───── SUPPLIED PASSAGE

Monday, February 25, 2008


It's the name of the software tool that helped in nailing Chiranjeevi, the most recent plagiariser / fraud to be outed. Here's a quote from the C&EN story:

ONE TOOL that Dasgupta has used to find reviewers—and that might be useful in discovering plagiarism—is a Web-based tool called eTBlast. Developed by computational biologists at the University of Texas Southwestern Medical School, the free service does a similarity search of text that someone inputs with papers in Medline or other online databases. Dasgupta and others say it could be a powerful tool for weeding out plagiarism in journal manuscript submissions.

The developers of eTBlast have now developed a duplicate submission database called Deja vu. Both are available for free, eTBlast at and Deja vu at

The first time I heard about eTBlast was when Sunil wrote a detailed post about it some ten weeks ago. It looked very impressive, but I had no way of test-driving it in my field (materials science and engineering, in case you are wondering), so I never got around to writing about it. As of now, it seems to cover both biological and bio-medical fields very well. Correct me if I am wrong here, but it appears to me that its coverage of physics and related fields is not at a stage where it can be used routinely and reliably.

──────────

WHAT TO DO »
a) According to the eTBlast post, who developed eTBlast?
b) Can you copy, word for word, the part of the eTBlast post that begins with the words containing "Monday, February 25, 2008" and ends with "journal manuscript submissions."?
c) Could you continue the eTBlast post from its last sentence?

───── DATA UNDER STUDY

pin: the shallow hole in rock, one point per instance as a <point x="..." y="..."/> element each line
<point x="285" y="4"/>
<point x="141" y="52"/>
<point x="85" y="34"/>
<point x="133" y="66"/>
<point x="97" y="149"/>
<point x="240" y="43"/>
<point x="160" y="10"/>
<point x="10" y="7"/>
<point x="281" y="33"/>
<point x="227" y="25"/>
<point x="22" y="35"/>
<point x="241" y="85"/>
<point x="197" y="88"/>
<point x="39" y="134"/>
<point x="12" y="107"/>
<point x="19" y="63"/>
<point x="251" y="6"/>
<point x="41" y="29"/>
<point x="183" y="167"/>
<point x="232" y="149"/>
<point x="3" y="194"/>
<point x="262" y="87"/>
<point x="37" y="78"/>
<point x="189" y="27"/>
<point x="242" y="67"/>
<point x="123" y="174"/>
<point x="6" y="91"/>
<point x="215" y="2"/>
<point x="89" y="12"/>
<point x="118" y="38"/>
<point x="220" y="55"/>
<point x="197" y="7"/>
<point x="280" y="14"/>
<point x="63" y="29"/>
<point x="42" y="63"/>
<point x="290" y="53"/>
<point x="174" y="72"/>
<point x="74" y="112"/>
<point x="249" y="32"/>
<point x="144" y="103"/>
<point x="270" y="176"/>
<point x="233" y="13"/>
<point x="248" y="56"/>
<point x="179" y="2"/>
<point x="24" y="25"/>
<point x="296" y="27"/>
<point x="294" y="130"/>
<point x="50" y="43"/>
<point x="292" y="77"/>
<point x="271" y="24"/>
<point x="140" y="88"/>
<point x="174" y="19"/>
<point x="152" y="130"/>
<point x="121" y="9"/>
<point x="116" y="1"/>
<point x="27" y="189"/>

──────────

YOUR WRITTEN ANSWERS »
a) Computational biologists at the University of Texas Southwestern Medical School developed it.

b)
Monday, February 25, 2008


It's the name of the software tool that helped in nailing Chiranjeevi, the most recent plagiariser / fraud to be outed. Here's a quote from the C&EN story:

ONE TOOL that Dasgupta has used to find reviewers—and that might be useful in discovering plagiarism—is a Web-based tool called eTBlast. Developed by computational biologists at the University of Texas Southwestern Medical School, the free service does a similarity search of text that someone inputs with papers in Medline or other online databases. Dasgupta and others say it could be a powerful tool for weeding out plagiarism in journal manuscript submissions.

c)
But what it has achieved so far has been tremendous. A study conducted using eTBlast has been published in Nature under the title "A tale of two citations." It probably requires subscription, but Scientific American carries a summary:

A new computerized scan of the biomedical research literature has turned up tens of thousands of articles in which entire passages appear to have been lifted from other papers. Based on the study, researchers estimate that there may be as many as 200,000 duplicates among some 17 million papers in leading research database Medline.

The finding has already led one publication to retract a paper for being too similar to a prior article by another author.